Do this: In the rows below, change every "pole" to "rod" and repeat the lines otherwise unchanged, leaving out the pictures.

Records provided:
◇ ◇ ◇ ◇
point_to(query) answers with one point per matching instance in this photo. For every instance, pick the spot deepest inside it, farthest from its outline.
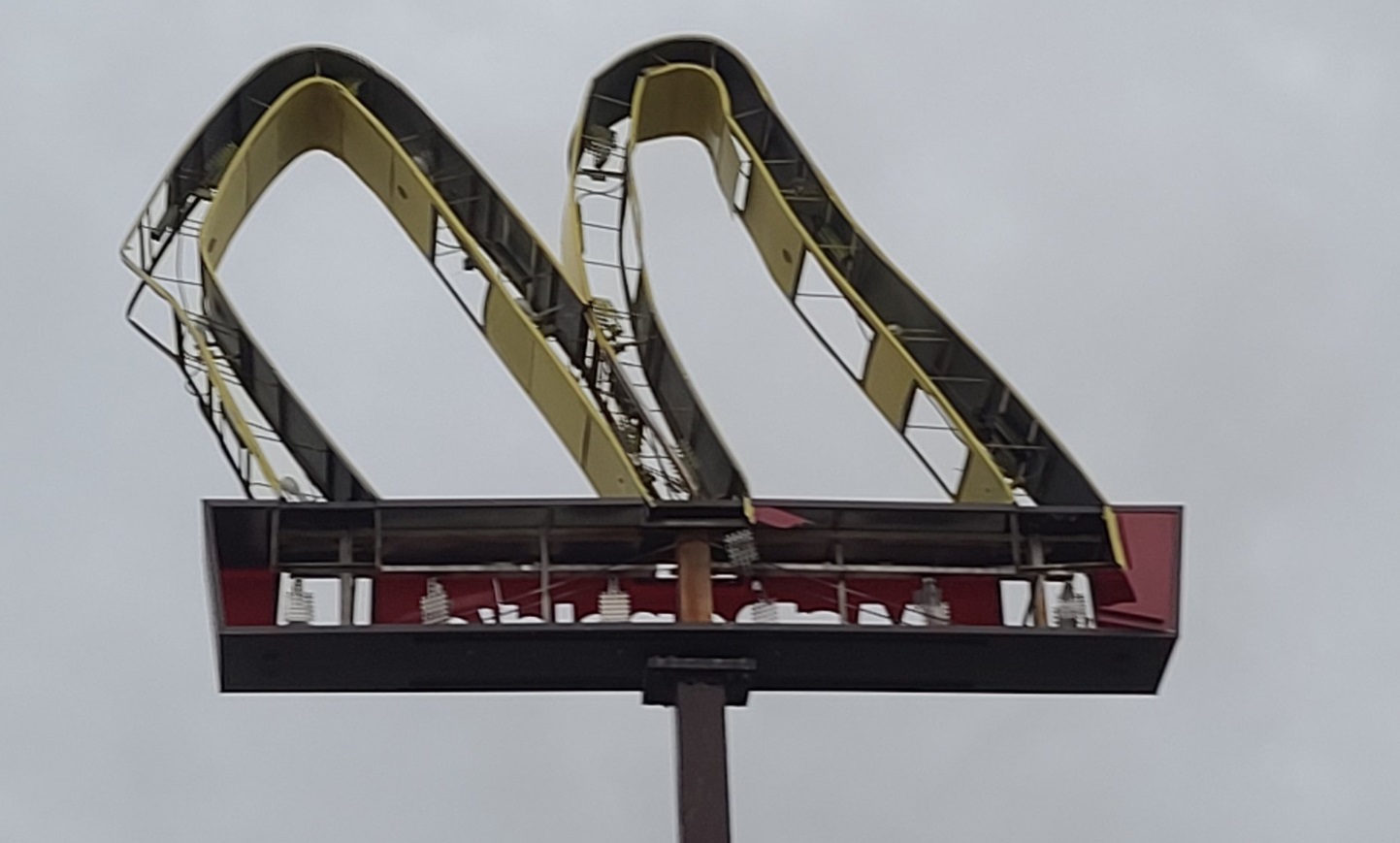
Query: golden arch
(539, 314)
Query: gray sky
(1171, 227)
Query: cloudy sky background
(1171, 227)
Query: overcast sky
(1171, 226)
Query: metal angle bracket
(667, 674)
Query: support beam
(696, 594)
(701, 763)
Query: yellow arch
(321, 113)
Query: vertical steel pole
(696, 599)
(701, 767)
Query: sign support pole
(700, 689)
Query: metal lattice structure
(1024, 558)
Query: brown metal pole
(696, 597)
(701, 767)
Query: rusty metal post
(696, 596)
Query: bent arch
(700, 88)
(547, 337)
◇ ◇ ◇ ◇
Reply:
point_to(query) answers with one point per matching instance in this photo. For every instance, pick the spot deepest inside it, farthest from its outline.
Query: golden arch
(539, 314)
Query: gray sky
(1171, 227)
Query: cloudy sky background
(1171, 227)
Query: overcast sky
(1171, 226)
Query: metal angle bracket
(667, 674)
Query: support beam
(696, 594)
(701, 763)
Query: yellow arch
(321, 113)
Query: vertical steel rod
(696, 599)
(701, 767)
Query: sign support rod
(700, 689)
Query: metal lattice structure
(1024, 558)
Query: brown metal rod
(696, 597)
(701, 767)
Query: rusty metal post
(696, 596)
Query: bent arch
(700, 88)
(547, 337)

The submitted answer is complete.